- _WORK TO COMPLETE_: Lay out the lines below as a Markdown table with the columns "Row" and "Line," numbering each row and skipping any blank lines. Leave the pictures out of the answer.

>> START ENTRIES

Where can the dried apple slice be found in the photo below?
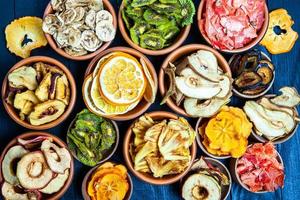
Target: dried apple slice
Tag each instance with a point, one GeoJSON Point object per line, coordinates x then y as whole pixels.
{"type": "Point", "coordinates": [58, 161]}
{"type": "Point", "coordinates": [12, 154]}
{"type": "Point", "coordinates": [33, 171]}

>> END ENTRIES

- _SOLUTION TO THE PROBLEM_:
| Row | Line |
|---|---|
| 1 | Where can the dried apple slice be found in the photo below? |
| 2 | Target: dried apple slice |
| 3 | Tag each instance with a point, one GeoJSON Point object per line, coordinates x then y as whole pixels. |
| 4 | {"type": "Point", "coordinates": [58, 161]} |
| 5 | {"type": "Point", "coordinates": [12, 154]} |
| 6 | {"type": "Point", "coordinates": [33, 171]} |